### Problem statement
Set down exactly the lines of the listing below that begin at the one containing "Could you please indicate the woman's hand" and end at the last line, both included.

### Data shown
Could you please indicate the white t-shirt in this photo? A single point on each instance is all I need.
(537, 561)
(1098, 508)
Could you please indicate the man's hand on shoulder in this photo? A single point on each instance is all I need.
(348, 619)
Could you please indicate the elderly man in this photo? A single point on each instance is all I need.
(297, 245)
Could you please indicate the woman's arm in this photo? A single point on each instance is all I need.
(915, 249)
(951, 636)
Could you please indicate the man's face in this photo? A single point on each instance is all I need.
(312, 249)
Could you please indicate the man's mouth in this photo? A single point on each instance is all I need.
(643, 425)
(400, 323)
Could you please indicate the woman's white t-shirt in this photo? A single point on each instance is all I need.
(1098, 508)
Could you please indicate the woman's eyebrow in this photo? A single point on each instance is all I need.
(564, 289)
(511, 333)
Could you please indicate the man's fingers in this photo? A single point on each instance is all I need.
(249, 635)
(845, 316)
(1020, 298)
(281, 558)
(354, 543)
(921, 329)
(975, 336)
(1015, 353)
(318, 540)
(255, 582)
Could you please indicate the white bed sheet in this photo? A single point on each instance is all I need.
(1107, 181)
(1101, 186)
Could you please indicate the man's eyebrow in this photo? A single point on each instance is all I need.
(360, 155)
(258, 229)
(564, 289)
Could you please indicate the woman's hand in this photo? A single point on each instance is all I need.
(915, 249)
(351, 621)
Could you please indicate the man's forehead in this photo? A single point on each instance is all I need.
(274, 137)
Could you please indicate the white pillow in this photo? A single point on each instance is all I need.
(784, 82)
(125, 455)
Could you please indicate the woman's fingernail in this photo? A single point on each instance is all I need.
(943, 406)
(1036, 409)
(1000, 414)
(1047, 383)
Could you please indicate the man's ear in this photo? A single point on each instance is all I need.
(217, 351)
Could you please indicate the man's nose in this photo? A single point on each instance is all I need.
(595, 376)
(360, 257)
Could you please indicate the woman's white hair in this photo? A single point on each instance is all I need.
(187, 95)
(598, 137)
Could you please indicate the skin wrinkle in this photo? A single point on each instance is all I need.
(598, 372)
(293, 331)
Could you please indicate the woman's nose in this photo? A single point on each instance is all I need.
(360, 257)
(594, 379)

### Result of the task
Could you please indicate the woman's hand in this photo? A single point on each instance is all I need.
(915, 249)
(351, 621)
Could you please indicate the man's forehead in this photo? A single point on each instance is all I need.
(274, 137)
Could you please indicate the white pillow in this photo? A single point on each instance is all I need.
(784, 82)
(125, 455)
Could you please indicate the woman's fingernail in this photo? A single point on each instance is all I need.
(943, 406)
(1036, 409)
(1000, 414)
(1047, 383)
Could you please indicate the man's ear in this photo? A single point on each instance is all I need.
(217, 351)
Could you please indicate the man's nose in this photo? A single point on each instance is all I need.
(595, 376)
(360, 257)
Could you please indicate the woman's white hair in this photo? A single point on each instance is all I need.
(187, 95)
(598, 137)
Could you please indicate the skin wrinkle in this photo? A single point on each instance is all I need.
(598, 372)
(293, 331)
Could you please indicate the woman's nose in this photo? A single point on each instance is all I need.
(360, 257)
(594, 379)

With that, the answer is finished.